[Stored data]
____________________

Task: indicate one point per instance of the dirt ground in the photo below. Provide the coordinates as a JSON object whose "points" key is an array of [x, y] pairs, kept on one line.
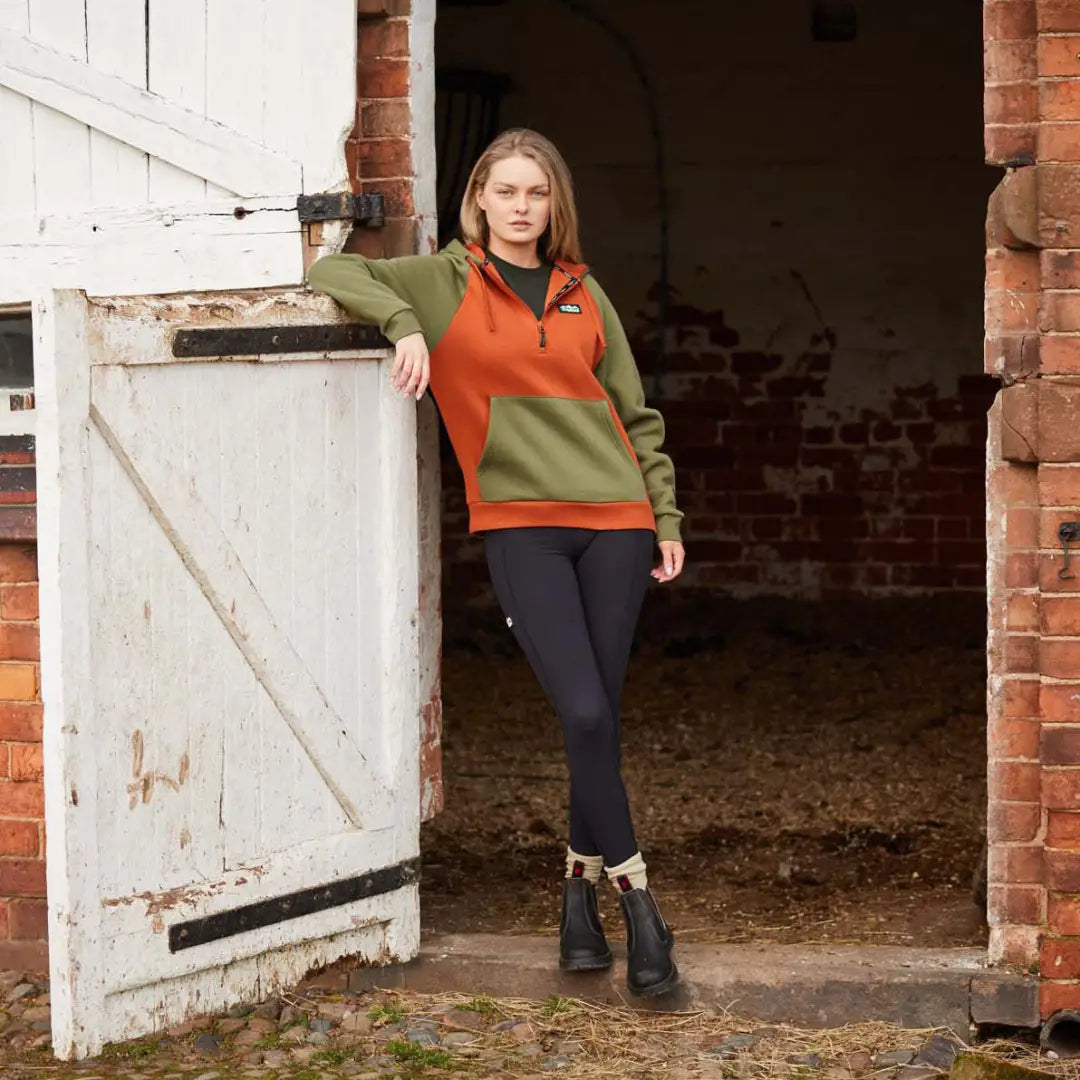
{"points": [[798, 773], [322, 1030]]}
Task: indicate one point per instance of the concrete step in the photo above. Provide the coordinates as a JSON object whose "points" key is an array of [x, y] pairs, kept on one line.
{"points": [[807, 985]]}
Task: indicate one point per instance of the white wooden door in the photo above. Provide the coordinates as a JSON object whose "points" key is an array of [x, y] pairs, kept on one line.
{"points": [[160, 145], [228, 550]]}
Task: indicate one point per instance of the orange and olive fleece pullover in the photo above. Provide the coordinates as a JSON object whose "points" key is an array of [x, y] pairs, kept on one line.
{"points": [[547, 417]]}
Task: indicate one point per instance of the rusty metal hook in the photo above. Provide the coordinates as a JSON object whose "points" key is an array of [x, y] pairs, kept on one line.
{"points": [[1067, 532]]}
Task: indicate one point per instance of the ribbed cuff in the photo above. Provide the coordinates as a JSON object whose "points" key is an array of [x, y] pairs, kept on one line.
{"points": [[667, 528], [401, 324]]}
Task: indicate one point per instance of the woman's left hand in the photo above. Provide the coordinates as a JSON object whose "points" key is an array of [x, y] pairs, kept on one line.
{"points": [[674, 555]]}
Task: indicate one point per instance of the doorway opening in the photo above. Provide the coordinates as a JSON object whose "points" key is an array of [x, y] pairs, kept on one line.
{"points": [[786, 203]]}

____________________

- **The task**
Set down the lines above exactly as written. Begin at the line containing "Task: indicate one point per instance of the rusty" and stop after the last line.

- **Answer section**
Task: indicate one point per instance of the rusty metal hook in the photo above. Provide the coordinates as a JSON object whose "points" key is an array of [x, y] pairs, kept on one line.
{"points": [[1067, 532]]}
Task: indicate one point per instance of the ribbed cuff in the photo above. Provide the coordinates as a JSON object whose "points" key is an array of [x, y] pairs, kept on one line.
{"points": [[667, 528], [401, 324]]}
Task: indicate one point per instance of the woman's left hand in the photo above. Provide the coordinates as a JSON object whose "points" key is an array of [x, y] pairs, kept on one line.
{"points": [[674, 555]]}
Task: indicate one point per instance of the doorway opening in the photo above. Provide the coordinates as a JSON object whose "points" key is an array of [x, y] pairs, kept on one line.
{"points": [[786, 203]]}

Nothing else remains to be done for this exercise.